§ **WORK TO COMPLETE**
Output every line of the records below word for word, leaving out the pictures.

------ THE DATA ------

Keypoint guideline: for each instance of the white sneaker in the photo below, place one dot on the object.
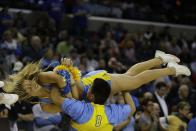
(8, 99)
(180, 69)
(166, 57)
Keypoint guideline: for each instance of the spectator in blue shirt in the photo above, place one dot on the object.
(85, 115)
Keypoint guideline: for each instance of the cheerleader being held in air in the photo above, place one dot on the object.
(33, 81)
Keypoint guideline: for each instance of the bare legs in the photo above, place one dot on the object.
(124, 82)
(142, 66)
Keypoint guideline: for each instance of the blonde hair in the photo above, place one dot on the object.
(13, 84)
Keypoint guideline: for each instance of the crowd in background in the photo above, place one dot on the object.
(173, 11)
(49, 37)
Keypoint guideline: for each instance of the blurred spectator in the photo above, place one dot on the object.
(148, 120)
(45, 121)
(18, 65)
(34, 50)
(64, 47)
(192, 125)
(55, 9)
(159, 96)
(10, 47)
(21, 113)
(49, 59)
(183, 95)
(177, 122)
(6, 20)
(80, 19)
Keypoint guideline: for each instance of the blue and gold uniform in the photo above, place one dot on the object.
(94, 117)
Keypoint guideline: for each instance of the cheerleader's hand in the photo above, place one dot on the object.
(66, 61)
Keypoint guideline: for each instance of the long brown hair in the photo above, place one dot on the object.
(13, 84)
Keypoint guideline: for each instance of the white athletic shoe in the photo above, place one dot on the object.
(166, 57)
(8, 99)
(180, 69)
(1, 84)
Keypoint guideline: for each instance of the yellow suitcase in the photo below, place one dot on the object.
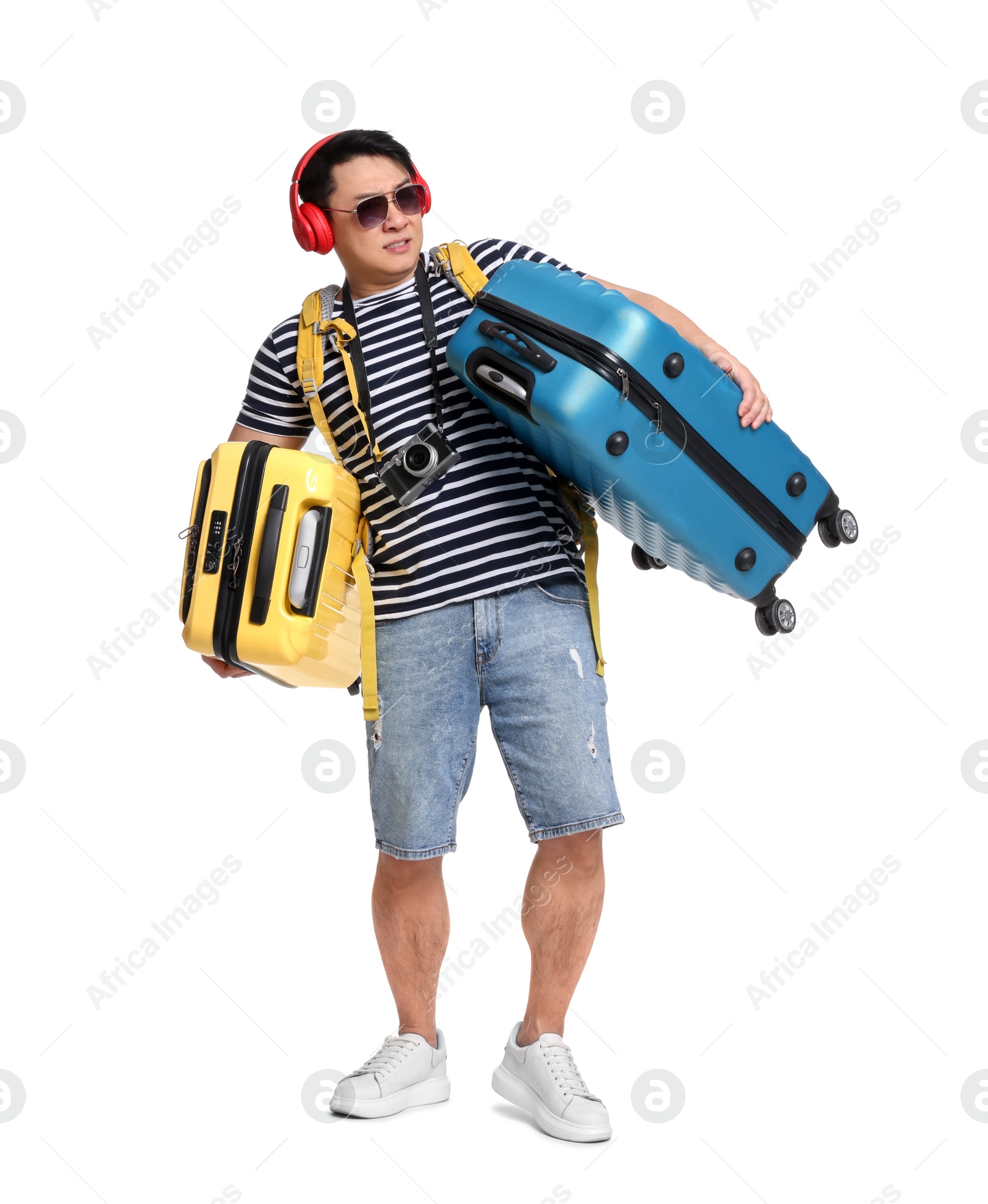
(269, 582)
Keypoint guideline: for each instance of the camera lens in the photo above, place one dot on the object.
(419, 459)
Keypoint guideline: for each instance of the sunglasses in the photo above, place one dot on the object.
(372, 211)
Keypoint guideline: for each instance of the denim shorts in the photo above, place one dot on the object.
(526, 654)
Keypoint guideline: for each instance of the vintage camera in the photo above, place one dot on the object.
(417, 464)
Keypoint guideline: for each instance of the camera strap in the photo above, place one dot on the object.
(362, 399)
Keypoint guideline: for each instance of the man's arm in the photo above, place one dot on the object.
(755, 408)
(243, 435)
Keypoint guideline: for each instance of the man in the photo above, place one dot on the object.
(480, 600)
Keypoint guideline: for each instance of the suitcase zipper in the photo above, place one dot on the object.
(635, 388)
(243, 511)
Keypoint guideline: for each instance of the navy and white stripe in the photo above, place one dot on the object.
(494, 520)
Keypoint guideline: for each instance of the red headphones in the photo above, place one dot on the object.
(311, 224)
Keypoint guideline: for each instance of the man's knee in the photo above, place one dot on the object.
(400, 873)
(580, 851)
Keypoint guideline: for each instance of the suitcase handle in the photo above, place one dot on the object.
(269, 555)
(519, 342)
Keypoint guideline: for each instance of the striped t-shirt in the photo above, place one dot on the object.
(494, 520)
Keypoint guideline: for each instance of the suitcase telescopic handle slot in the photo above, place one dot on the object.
(521, 342)
(269, 555)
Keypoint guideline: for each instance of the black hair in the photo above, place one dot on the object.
(317, 181)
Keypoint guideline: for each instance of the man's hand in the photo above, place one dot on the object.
(223, 670)
(755, 406)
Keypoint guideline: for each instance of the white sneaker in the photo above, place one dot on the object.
(403, 1073)
(543, 1079)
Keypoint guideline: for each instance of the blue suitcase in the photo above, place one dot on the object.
(647, 429)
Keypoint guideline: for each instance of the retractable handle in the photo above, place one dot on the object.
(526, 347)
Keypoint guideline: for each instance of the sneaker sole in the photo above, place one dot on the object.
(430, 1091)
(520, 1093)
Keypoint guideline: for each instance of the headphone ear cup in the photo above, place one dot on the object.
(318, 234)
(419, 180)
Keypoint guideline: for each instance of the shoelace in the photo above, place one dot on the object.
(388, 1056)
(559, 1058)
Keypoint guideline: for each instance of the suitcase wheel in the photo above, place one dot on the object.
(643, 560)
(777, 617)
(838, 528)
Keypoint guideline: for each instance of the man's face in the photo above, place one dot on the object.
(389, 252)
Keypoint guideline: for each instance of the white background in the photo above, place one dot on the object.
(800, 780)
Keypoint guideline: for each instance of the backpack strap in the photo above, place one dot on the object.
(313, 330)
(458, 265)
(369, 659)
(588, 540)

------

§ **CORRECT RESPONSE**
Keypoint guideline: for each instance of the white sneaker in the photo below, place one dot on the object.
(8, 99)
(180, 69)
(166, 57)
Keypoint guideline: for each instance of the spectator in blue shirt in the photo above, place one dot on the object.
(85, 115)
Keypoint guideline: for each instance of the cheerleader being held in air in the photo above, place one dot on the object.
(33, 81)
Keypoint guideline: for each instance of the bare legs in the photo above, place one dot on the object.
(124, 82)
(142, 66)
Keypoint guideline: for each instance of the blonde hair in the photo above, place one dot on the object.
(13, 84)
Keypoint guideline: for each instance of the crowd in background in the photo above, place one dot on the object.
(173, 11)
(49, 37)
Keypoint guideline: for each instance of the blurred spectator in the photo above, place one dot on the object.
(148, 120)
(45, 121)
(18, 65)
(34, 50)
(64, 47)
(192, 125)
(55, 9)
(159, 96)
(10, 47)
(21, 113)
(49, 59)
(183, 95)
(177, 122)
(6, 20)
(80, 19)
Keypoint guideline: for each instance of the blue and gold uniform in the photo above, place one dot on the object.
(94, 117)
Keypoint guideline: for each instance of the cheerleader's hand in the photo above, place one dot on the object.
(66, 61)
Keypoint guideline: for each instance of the long brown hair in the photo above, place one dot on the object.
(13, 84)
Keypoint guideline: for each instance of the white athletic shoe in the photo above, place one dot on the object.
(166, 57)
(8, 99)
(180, 69)
(1, 84)
Keypoint guideline: for each instance of the yellow suitcase in the photo below, place one dot on the object.
(269, 582)
Keypoint guideline: for each instance of the camera lens in the photo above, place one dot on the object.
(419, 459)
Keypoint guideline: for each instance of the sunglasses in the photo above, place one dot on the object.
(372, 211)
Keypoint guideline: for each instance of the denim shorts in the photo above, place one dot on the object.
(526, 654)
Keypoint guideline: for each instance of the vintage camera in the photo above, place one dot on the object.
(417, 464)
Keypoint guideline: for each instance of the camera strap in the photo above, place one dot on the object.
(362, 399)
Keypoint guideline: for each instance of the man's arm in the photo above, place one dot on the object.
(755, 408)
(243, 435)
Keypoint guideline: for each instance of the man in the photo above, place one dot on the object.
(480, 600)
Keypoint guideline: for each instance of the suitcase zipper in the photo above, place one dot on the object.
(635, 388)
(243, 511)
Keypoint guideline: for each instance of the navy and white stripe in the photo above, place one dot on the object.
(494, 520)
Keypoint guideline: for each instance of the red headphones in the photo above, place one dot on the object.
(311, 224)
Keypoint guideline: for each instance of the man's knee in the photo above, place one dot on the object.
(400, 873)
(580, 851)
Keypoint guideline: for each instance of the suitcase handle in the photo above, place one dot on the object.
(269, 555)
(519, 342)
Keypoint guideline: for each instance of the striped t-shirt in the photo above, place one dot on the object.
(494, 520)
Keypoint guideline: for each instance of the suitcase telescopic handle slot in the photo above, place one dot on the object.
(521, 342)
(269, 555)
Keypoint guideline: for each instance of the black hair in the photo above, place one dot on the object.
(317, 181)
Keypoint guideline: for each instance of the man's hand in the photo above, place one dot on the object.
(223, 670)
(755, 406)
Keypoint guideline: for each instance of the white sneaker in the photo above, place one dot on the object.
(403, 1073)
(543, 1079)
Keypoint guideline: for each instance of the blue suitcase in the photo above, place one dot on the object.
(647, 429)
Keypoint guideline: for each instance of the retractable handle in the photo above, place one dot on the object.
(526, 347)
Keypoint guideline: for each instance of the sneaker sole in the photo above, place one dot on the object.
(430, 1091)
(520, 1093)
Keypoint guideline: for each instance of the headphone ear cup in the photo above, place one dot on the object.
(318, 234)
(419, 180)
Keypoint guideline: for each instance of the shoelace in the photo above, place one dot on the object.
(388, 1056)
(559, 1058)
Keypoint guideline: for each instance of the suitcase wheel in the photo above, place one dot on the object.
(643, 560)
(777, 617)
(838, 528)
Keypoint guideline: for each instance of the man's face in the photo above, place one dot on the object.
(389, 252)
Keypoint guideline: for each instance of the white background in the photo above, place one dot on the object.
(800, 780)
Keypoint guideline: for each instance of the backpack strap in the photo above, place one dot on the object.
(313, 330)
(458, 265)
(369, 659)
(588, 540)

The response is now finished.